文書抜粋:

再会
驚いたことに、#1を書いて投稿したまさにその日、彼から1年ぶりの電話があった。
運命の作用怖すぎる。というか運命信じたくないんだけど、あまりに自分の力ではない何かがうごめいている感覚。
ライオンキングで、サルの毛がめぐりめぐってシンバに届くイメージ?
決して自分の力だけでは辿り着けないところに、自分の伝えたいことが、なんとまぁ届いちゃったみたいな。
電話がかかってきたちょうどその時、私は自分の大事な人といたので、(そしてなぜか私のスマホは着信音を鳴らさないので)気づかなかったのだけど、その帰り道に、いつもの公園の前をゆっくり歩いていた時、着信履歴に気づいた。
驚きつつ、でもどこか、知らせが来る気もしていた感じもなくもなくもない感じ。
15分待って!とメッセージを送って、急いで帰ってきて折り返し電話をした。
1年ぶりに画面越しに見た彼は、ぼっさぼさの髪の毛で、クマができていたけど、顔が見れるだけでうれしかった。生きていたの、よかった。
彼は、先日大学から合格通知が来て、私に電話をする気になったそうな。
それを聞いて、人の大学合格が嬉しいのは初めてだと思いながら、おめでとう、と言った。良かったね。良かった。
それは彼の大学合格自体が嬉しかったんじゃなくて、彼が大学に行っていない自分を負い目に感じていたから、それがなくなって、本当に良かったな、嬉しいな、の嬉しい。
その後は、いつも通りつらつらつらつら喋った。やっぱり、noteに書く彼は美化されてたな。話は長いし、何が言いたいのかよく分からないし、すぐ保身的になるし。
でも、まぁいいや、と聞いてられるのが、大事な人だな。
1時間くらい喋って、「まだ喋りたいから、折り返し電話する」と言われた。「なんかあるの?」と聞いたら、「彼女が仕事終わって、迎えに来て欲しいらしい」と返ってきた。
瞬間、胸が痛んだ。
「そうなんだ、じゃあね」
その気持ちを読み取られたくなくて、私からすぐに電話を切った。気にしていないふりをして、内心すごく動揺していた。
のがすごく、なんか嫌だった。
彼が今、私でない誰かを好きで、私でない誰かが彼のことを好きであってほしいという気持ちはあるのに、それを素直に思えない、喜べない自分がよく分からなくなった。
私にも今、大事な人がいて、それは彼の代わりなんかじゃ全然ないのに、まだ彼に未練があるみたいで嫌だった。
私が彼にとって特別で唯一であることも、
彼が私にとって特別で唯一であることも、
これまでも、これからも、変わらないのは分かっているし、
彼の方もそれを分かっていることも分かっているんだけど、
でもなんかな、そっか、そうだよな。2年も経ったんだもんな。私達が離れてから。

(コレクションの保存項目)

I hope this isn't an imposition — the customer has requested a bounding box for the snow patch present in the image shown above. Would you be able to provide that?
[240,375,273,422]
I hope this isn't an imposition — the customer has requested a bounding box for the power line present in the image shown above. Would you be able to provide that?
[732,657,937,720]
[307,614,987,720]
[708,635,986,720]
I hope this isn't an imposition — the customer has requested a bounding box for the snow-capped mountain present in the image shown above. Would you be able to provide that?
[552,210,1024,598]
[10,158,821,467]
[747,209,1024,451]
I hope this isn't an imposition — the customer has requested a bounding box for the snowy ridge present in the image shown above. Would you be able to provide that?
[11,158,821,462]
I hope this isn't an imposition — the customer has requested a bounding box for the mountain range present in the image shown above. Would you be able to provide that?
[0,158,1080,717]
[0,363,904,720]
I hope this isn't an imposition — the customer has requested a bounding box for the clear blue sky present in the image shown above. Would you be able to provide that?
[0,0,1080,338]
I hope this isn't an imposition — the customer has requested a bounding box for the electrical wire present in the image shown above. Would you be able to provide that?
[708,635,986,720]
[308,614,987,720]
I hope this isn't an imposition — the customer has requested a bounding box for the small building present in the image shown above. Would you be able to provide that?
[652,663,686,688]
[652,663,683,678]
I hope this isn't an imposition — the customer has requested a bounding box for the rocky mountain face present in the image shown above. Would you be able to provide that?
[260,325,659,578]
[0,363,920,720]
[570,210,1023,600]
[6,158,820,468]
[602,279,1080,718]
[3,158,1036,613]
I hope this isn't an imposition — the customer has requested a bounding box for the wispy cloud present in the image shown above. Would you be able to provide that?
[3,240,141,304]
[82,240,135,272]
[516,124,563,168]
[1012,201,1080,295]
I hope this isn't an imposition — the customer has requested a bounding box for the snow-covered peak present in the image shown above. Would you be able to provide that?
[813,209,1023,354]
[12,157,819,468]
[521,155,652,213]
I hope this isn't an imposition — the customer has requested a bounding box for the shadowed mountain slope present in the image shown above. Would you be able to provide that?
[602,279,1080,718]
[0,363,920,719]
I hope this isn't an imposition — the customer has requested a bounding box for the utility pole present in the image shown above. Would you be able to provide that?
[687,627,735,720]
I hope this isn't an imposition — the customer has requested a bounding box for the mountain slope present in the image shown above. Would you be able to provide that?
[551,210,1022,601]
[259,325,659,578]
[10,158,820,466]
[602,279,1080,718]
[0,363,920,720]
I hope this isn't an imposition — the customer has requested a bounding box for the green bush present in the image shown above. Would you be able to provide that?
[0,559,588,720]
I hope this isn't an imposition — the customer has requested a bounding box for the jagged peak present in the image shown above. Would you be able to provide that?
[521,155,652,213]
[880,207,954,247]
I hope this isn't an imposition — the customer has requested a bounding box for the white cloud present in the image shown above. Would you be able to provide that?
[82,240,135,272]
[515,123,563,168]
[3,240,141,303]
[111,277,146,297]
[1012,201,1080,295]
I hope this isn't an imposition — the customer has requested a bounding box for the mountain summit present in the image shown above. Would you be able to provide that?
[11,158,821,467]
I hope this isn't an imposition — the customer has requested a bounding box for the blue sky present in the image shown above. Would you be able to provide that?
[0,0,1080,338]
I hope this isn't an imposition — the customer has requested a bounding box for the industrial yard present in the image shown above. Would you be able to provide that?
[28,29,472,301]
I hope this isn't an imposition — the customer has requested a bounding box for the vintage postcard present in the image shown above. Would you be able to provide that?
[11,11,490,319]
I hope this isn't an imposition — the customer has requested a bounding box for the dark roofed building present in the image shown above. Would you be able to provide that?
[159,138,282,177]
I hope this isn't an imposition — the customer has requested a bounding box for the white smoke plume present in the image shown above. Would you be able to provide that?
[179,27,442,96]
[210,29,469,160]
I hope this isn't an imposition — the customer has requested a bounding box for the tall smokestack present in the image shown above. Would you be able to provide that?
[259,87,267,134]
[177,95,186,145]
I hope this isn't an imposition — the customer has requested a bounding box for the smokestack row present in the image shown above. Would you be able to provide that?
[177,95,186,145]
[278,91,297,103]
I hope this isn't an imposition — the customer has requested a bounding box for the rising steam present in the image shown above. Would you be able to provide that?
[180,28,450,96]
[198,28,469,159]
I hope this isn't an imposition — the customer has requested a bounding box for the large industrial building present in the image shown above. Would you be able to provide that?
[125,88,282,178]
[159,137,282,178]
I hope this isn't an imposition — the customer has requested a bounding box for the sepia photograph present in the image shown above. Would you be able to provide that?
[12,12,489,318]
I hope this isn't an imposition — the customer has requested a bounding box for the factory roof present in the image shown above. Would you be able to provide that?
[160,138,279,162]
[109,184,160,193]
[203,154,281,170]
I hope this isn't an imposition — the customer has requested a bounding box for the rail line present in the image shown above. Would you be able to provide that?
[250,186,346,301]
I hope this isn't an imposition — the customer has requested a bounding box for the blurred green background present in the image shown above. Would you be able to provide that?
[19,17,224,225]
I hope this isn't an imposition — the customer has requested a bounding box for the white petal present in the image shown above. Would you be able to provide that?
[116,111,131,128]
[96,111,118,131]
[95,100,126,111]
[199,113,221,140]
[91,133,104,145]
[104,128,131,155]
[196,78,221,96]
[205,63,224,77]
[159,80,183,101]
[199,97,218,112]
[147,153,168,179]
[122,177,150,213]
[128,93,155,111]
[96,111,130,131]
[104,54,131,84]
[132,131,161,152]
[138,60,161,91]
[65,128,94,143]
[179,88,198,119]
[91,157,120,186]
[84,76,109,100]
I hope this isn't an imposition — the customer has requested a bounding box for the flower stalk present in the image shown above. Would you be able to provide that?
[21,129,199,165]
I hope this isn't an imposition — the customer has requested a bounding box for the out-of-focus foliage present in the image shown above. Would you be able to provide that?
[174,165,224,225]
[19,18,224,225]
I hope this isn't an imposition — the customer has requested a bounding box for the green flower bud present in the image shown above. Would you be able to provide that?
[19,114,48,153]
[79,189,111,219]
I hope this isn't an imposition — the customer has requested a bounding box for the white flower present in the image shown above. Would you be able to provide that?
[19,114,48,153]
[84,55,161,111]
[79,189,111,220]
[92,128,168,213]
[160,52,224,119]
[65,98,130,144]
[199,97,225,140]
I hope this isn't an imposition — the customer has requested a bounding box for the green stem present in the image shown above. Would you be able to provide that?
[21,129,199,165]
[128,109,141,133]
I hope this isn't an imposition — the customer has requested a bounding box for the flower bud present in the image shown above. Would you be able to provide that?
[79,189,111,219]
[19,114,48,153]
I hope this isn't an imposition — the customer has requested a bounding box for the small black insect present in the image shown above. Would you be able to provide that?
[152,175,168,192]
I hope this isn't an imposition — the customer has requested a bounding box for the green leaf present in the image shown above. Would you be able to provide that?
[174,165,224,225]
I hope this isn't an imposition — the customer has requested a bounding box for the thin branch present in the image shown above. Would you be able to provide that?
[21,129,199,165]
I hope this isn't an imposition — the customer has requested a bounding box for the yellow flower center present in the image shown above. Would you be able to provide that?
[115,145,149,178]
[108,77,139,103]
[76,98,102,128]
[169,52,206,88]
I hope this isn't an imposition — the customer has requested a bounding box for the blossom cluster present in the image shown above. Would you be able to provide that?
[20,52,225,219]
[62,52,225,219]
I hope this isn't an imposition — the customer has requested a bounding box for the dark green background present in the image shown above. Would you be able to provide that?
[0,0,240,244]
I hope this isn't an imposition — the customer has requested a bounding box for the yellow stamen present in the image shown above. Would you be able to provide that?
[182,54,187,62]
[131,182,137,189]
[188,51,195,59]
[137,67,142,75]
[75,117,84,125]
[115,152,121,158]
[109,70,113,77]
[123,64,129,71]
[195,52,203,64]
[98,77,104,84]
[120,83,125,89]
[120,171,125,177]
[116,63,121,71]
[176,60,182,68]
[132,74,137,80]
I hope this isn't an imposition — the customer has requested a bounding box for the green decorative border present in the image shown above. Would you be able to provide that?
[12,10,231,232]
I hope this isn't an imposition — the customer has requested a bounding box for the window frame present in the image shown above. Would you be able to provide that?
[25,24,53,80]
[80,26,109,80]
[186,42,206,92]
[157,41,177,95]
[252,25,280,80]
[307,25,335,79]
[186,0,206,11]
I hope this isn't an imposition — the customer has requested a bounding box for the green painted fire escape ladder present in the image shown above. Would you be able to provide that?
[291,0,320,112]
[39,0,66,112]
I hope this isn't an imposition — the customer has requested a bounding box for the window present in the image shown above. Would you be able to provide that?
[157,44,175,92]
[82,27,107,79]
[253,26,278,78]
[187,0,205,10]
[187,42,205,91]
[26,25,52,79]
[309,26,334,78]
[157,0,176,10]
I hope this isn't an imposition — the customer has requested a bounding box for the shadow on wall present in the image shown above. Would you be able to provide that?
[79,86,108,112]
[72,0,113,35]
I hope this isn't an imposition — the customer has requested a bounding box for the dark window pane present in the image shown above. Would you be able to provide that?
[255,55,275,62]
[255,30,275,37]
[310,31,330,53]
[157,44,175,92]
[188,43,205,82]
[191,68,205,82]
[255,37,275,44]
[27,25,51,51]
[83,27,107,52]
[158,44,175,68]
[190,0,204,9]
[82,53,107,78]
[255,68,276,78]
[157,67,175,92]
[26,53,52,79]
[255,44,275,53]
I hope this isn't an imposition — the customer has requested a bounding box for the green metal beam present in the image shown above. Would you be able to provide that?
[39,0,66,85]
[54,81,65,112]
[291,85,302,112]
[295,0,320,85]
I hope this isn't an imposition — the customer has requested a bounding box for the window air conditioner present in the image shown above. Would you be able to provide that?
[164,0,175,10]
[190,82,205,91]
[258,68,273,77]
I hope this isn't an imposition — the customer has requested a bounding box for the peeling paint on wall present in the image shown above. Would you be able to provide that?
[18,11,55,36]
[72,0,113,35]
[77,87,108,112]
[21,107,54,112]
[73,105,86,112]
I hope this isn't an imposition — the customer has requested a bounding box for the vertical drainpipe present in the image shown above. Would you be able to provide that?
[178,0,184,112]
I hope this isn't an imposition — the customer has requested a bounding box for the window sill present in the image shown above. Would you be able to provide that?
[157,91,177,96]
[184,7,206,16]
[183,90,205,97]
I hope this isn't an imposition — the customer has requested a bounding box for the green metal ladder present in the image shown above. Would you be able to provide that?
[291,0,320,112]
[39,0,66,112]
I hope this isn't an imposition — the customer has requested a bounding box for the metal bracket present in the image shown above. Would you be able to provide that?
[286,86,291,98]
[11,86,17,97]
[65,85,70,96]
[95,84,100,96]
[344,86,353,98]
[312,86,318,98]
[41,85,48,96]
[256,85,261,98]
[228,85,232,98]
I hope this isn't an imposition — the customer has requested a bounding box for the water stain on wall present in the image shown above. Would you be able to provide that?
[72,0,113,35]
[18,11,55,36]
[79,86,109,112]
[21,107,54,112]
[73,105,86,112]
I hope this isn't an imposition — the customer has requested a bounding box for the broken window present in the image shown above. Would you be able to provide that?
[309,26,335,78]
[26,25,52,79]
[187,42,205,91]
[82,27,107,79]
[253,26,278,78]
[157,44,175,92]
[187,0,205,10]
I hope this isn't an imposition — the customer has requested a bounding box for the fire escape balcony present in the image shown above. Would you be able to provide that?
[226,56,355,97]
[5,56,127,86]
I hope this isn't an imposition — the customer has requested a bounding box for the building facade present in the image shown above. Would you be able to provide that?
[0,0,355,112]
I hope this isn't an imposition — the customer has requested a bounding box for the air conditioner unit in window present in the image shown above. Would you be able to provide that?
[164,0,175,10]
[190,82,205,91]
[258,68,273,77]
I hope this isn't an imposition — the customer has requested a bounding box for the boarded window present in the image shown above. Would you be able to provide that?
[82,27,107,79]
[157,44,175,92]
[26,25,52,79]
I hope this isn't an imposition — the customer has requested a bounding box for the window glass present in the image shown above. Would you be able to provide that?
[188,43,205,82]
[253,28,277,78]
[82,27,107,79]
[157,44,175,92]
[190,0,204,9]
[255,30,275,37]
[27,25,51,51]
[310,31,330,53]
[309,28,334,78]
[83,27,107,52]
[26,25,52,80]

次の課題:
- 1) 抜粋の中でかぎかっこ「」に囲まれた発言をすべて、出てくる順に書き出してください。
- 2) 抜粋のうち「でも、まぁいいや、と聞いてられるのが、大事な人だな。」で始まり「でもなんかな、そっか、そうだよな。2年も経ったんだもんな。私達が離れてから。」で終わる部分を、一字も変えずに打ち直してください。
答えるときは抜粋だけを根拠にしてください。

解答結果:
- 1)
「まだ喋りたいから、折り返し電話する」
「なんかあるの?」
「彼女が仕事終わって、迎えに来て欲しいらしい」
「そうなんだ、じゃあね」

- 2)
でも、まぁいいや、と聞いてられるのが、大事な人だな。
1時間くらい喋って、「まだ喋りたいから、折り返し電話する」と言われた。「なんかあるの?」と聞いたら、「彼女が仕事終わって、迎えに来て欲しいらしい」と返ってきた。
瞬間、胸が痛んだ。
「そうなんだ、じゃあね」
その気持ちを読み取られたくなくて、私からすぐに電話を切った。気にしていないふりをして、内心すごく動揺していた。
のがすごく、なんか嫌だった。
彼が今、私でない誰かを好きで、私でない誰かが彼のことを好きであってほしいという気持ちはあるのに、それを素直に思えない、喜べない自分がよく分からなくなった。
私にも今、大事な人がいて、それは彼の代わりなんかじゃ全然ないのに、まだ彼に未練があるみたいで嫌だった。
私が彼にとって特別で唯一であることも、
彼が私にとって特別で唯一であることも、
これまでも、これからも、変わらないのは分かっているし、
彼の方もそれを分かっていることも分かっているんだけど、
でもなんかな、そっか、そうだよな。2年も経ったんだもんな。私達が離れてから。